I was gone for a week and when I got back he still had effusion in his left fetlock. This was gone by the time I hauled him down to see the surgeon Friday. The clinic doesn't allow people into the barns but you can still watch them flex and jog outside. The surgeon introduced himself and then started right off with the cheery "He really went through the ringer at the track, huh?" Why yes, I suppose you could call it that. He rattled off findings from his passive lameness exam: Very sore over both front heels, decreased range of motion in the left front fetlock, positive to palpation of proximal front suspensories, and more in the hind legs that my owner brain glazed over. Then they jogged him. And he was dead lame. So lame that I didn't even notice which leg, but felt like it might've been the right front, not the problem child left front. He asked if he could block his feet so we could do something actually productive with flexions. Sure, yes, let's do that, anything that will make him look better.
And after blocking the right front he did look much better. Mildly lame in both fronts with a mild left hind lameness as well. Slight positives to flexion of both fetlocks. He took rads of his fetlocks and hocks and ultrasounded both front legs. The proximal suspensories both were mildly enlarged at the proximal aspect but there were no tears or very significant lesions. The distal cannon bone looked improved from his December radiographs. No signs of arthritis within his hocks or fetlocks. Feet showed a negative palmar angle - bad news bears
His left front foot was a little bit trickier for me to look at.
|His sole depth is uneven side to side, the medial aspect is to the left in this image and you can see how there is more sole depth laterally |
The uneven sole depth means that in the lateral view the wings of P3 are aligned straight, but the shoe, the bright metal opaque eye catching shoe, is uneven.
I'm so far from an expert in equine imaging and podiatry, so the above are just my attempts to document and figure this out for myself. The wedge shoes he is currently in help correct the angles by lifting the heel. However, they also then put more weight onto the heels of the foot, crushing the tubules more and worsening his ability to try to develop any kind of heel depth. Also making him more sore. It isn't clear to me right now what the correct solution is. He is getting new shoes put on today - wedges with support across the frog to share in weight bearing. According to the internet this can help. But, there are still people who say this will only further crush the heels.

§ DATA EXTRACTS:
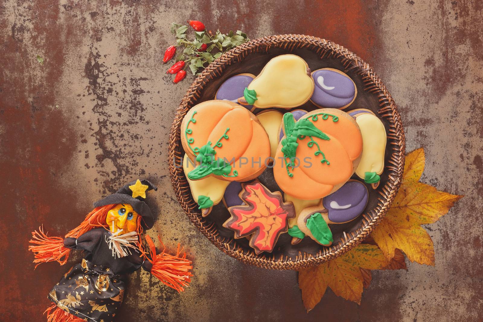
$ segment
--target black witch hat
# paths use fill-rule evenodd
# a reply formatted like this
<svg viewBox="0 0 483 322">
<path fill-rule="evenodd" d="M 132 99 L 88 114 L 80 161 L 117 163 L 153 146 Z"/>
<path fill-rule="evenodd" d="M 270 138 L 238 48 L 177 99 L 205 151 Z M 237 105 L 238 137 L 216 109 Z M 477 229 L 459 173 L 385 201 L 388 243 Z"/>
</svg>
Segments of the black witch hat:
<svg viewBox="0 0 483 322">
<path fill-rule="evenodd" d="M 149 229 L 154 224 L 154 217 L 149 207 L 144 202 L 146 192 L 157 190 L 157 187 L 148 180 L 138 179 L 130 182 L 117 190 L 115 194 L 110 195 L 94 203 L 94 208 L 127 203 L 130 205 L 135 211 L 142 217 L 141 224 L 145 229 Z"/>
</svg>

§ REQUIRED ACTIONS:
**1.** From the horse's lameness account, list each specific finding the surgeon gave for the front legs from his passive lameness exam.
**2.** Reproduce the horse's lameness account from "I'm so far from" up to and including "crush the heels.".
**3.** Condense the paragraph of the horse's lameness account that begins "I'm so far from an expert" into a list, keeping its main facts.
Work from the horse's lameness account alone.

§ RESULTS IN ORDER:
**1.**
- Very sore over both front heels
- Decreased range of motion in the left front fetlock
- Positive to palpation of proximal front suspensories

**2.**
I'm so far from an expert in equine imaging and podiatry, so the above are just my attempts to document and figure this out for myself. The wedge shoes he is currently in help correct the angles by lifting the heel. However, they also then put more weight onto the heels of the foot, crushing the tubules more and worsening his ability to try to develop any kind of heel depth. Also making him more sore. It isn't clear to me right now what the correct solution is. He is getting new shoes put on today - wedges with support across the frog to share in weight bearing. According to the internet this can help. But, there are still people who say this will only further crush the heels.

**3.**
- The writer is not an expert in equine imaging and podiatry; the notes above are personal attempts to document and understand the findings.
- His current wedge shoes lift the heel and help correct the angles.
- They also put more weight on the heels, crushing the tubules further, hindering heel depth, and making him more sore.
- The writer is unsure of the correct solution.
- New shoes are going on today: wedges with support across the frog to share weight bearing.
- Internet sources say this can help, but some people say it will only further crush the heels.